++++ Passage to read ++++
3.22.2018

SPINACH PIE // elspeth

WINTER BEGONE! Or, as Nora once told a coyote: Beat it nerd.



Where I grew up, in Maine, winter was different. It was cold, yes. But it was snowy—snowy straight through from December to mud season. I love snow. Sunny days with snow on the ground are incredibly bright and uplifting, and during a snowstorm the world is at peace, quiet.


Cape Cod winters, with all their rain and grey, are a challenge for me. But we're almost there ( ! ) and in the meantime we'll keep taking our cod liver oil and planting our seedlings and getting mood boosts through fatty fish and chocolate and oysters and dark leafy greens. Which brings me to my friend Sarah's spinach pie:


Sarah wrote a beautiful, clever, delicious cookbook called Feeding a Family, and I can't say enough good things about it. She and I met through our food writing work only to discover our husbands are old friends, and when she was writing the book, she asked me to contribute a few recipes for a seasonal meal. Four families besides her own are featured—one for each season—and two Septembers ago she sent out a photographer and we cooked a late summer harvest meal of ratatouille pie and mint chocolate chip ice cream. The photographs came out beautifully, and we got to share the ice cream, and she sent me a copy of the finished book at press time last winter. 

It's a treasure. It sits on my most-used shelf alongside Darina Allen's Forgotten Skills of Cooking and the Joy of Cooking and Nina Planck's Real Food Cookbook and Ottolenghi's Jerusalem and Plenty and Kim Boyce's Good to the Grain. In the past few weeks alone from Sarah's book I've made a rainy day chickpea stew; a simple dish of red lentils, rice and spinach; pasta with mussels, and a chicken tortilla soup. Finally, the other day, I tried the spanikopita, or spinach pie. 


My mom made spanikopita all the time when my sister and I were kids, but recipes I'd found before always seemed too fussy. Also, we've been aiming for zero waste, or at least much less waste, in our house the past few years, and the necessary ingredients for spanikopita involve a terrible amount of packaging. But no one's perfect, least of all me. The picture, the ingredients—they called me—and when I read that it bakes in a skillet rather than some pan that would need to be scrubbed afterward relentlessly, I was sold, all in.
++++
#### Goals:
**1.** In the spinach pie post, retype the passage that begins at the words "Sarah wrote a" and stops after the words "time last winter.", matching it word for word.
**2.** According to the spinach pie post, what is the title of the cookbook Sarah wrote?
++++ Recorded data ++++
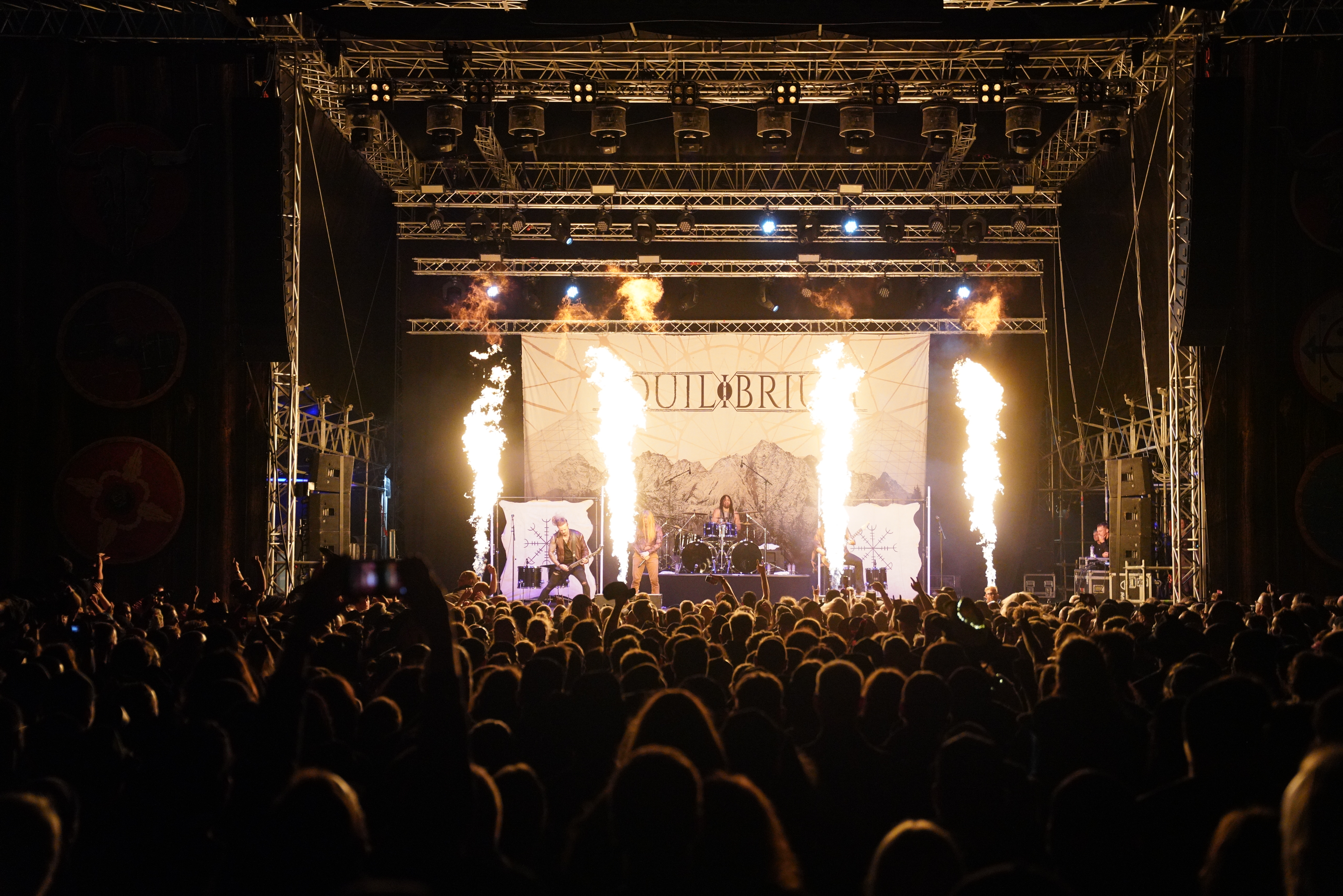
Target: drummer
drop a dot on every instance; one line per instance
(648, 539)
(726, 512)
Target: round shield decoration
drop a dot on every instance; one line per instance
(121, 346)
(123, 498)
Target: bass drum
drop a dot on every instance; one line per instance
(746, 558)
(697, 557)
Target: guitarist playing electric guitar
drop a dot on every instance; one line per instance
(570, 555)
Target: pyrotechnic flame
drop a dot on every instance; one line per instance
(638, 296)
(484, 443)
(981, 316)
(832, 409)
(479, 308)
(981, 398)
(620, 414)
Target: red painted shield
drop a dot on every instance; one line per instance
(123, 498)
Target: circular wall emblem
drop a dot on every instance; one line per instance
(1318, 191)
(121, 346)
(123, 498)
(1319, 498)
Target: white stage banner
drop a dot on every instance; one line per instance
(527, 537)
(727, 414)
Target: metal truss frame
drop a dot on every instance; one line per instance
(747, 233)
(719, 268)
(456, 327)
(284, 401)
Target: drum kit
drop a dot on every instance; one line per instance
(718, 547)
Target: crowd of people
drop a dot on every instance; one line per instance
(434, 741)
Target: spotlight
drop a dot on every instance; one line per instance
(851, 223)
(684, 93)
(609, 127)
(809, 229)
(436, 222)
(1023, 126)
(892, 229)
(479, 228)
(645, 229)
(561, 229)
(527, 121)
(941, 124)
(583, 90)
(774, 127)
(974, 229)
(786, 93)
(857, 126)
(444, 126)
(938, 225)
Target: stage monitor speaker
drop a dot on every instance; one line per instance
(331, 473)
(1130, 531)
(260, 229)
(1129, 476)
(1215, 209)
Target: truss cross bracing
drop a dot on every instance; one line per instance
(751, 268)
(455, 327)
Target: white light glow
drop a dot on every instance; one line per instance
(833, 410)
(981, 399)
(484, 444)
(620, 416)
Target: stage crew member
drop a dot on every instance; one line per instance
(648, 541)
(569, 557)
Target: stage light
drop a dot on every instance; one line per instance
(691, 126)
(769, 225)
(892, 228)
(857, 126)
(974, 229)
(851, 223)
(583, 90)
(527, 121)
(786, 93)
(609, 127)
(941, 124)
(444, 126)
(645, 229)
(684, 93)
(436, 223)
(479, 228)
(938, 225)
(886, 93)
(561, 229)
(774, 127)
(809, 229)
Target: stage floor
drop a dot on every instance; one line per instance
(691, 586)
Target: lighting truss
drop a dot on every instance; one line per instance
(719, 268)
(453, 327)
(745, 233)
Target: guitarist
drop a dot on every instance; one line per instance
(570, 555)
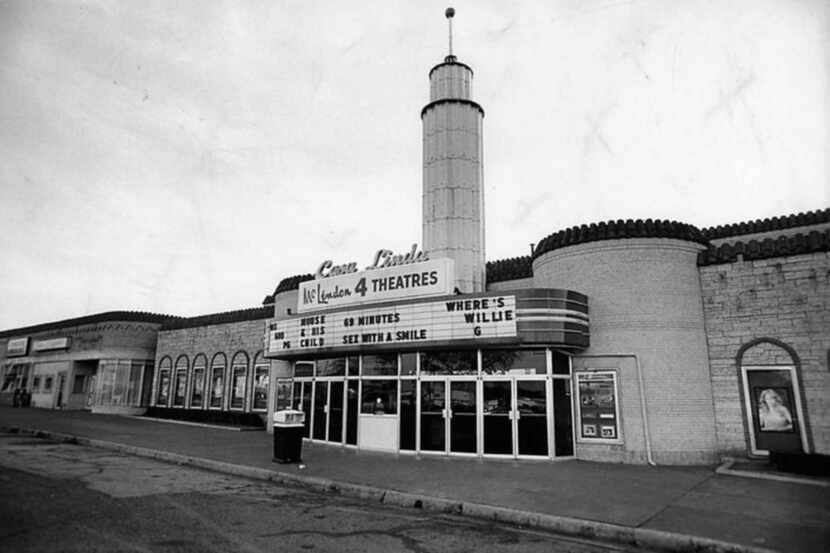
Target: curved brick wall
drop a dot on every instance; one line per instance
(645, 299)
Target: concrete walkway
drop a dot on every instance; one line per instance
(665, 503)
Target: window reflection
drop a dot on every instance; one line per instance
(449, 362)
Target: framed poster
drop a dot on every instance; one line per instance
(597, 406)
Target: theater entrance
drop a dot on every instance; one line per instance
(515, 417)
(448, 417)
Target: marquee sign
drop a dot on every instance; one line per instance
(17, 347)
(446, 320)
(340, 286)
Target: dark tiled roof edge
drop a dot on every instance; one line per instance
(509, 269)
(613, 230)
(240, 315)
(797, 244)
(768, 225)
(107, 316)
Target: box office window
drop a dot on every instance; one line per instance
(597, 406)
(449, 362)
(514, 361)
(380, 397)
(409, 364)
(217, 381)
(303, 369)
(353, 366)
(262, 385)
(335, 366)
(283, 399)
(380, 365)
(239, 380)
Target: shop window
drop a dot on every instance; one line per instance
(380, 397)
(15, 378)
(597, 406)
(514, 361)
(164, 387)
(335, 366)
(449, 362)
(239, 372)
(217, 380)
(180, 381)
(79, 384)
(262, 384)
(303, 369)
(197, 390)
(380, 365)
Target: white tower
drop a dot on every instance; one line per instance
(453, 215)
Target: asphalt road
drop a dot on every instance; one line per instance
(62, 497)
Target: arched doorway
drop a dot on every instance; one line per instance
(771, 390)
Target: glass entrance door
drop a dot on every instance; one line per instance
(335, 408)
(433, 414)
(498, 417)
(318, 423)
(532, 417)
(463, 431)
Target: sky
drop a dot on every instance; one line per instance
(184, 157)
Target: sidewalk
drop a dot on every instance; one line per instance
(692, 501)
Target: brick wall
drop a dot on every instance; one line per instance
++++
#### Results:
**1.**
Sarah wrote a beautiful, clever, delicious cookbook called Feeding a Family, and I can't say enough good things about it. She and I met through our food writing work only to discover our husbands are old friends, and when she was writing the book, she asked me to contribute a few recipes for a seasonal meal. Four families besides her own are featured—one for each season—and two Septembers ago she sent out a photographer and we cooked a late summer harvest meal of ratatouille pie and mint chocolate chip ice cream. The photographs came out beautifully, and we got to share the ice cream, and she sent me a copy of the finished book at press time last winter.

**2.** Feeding a Family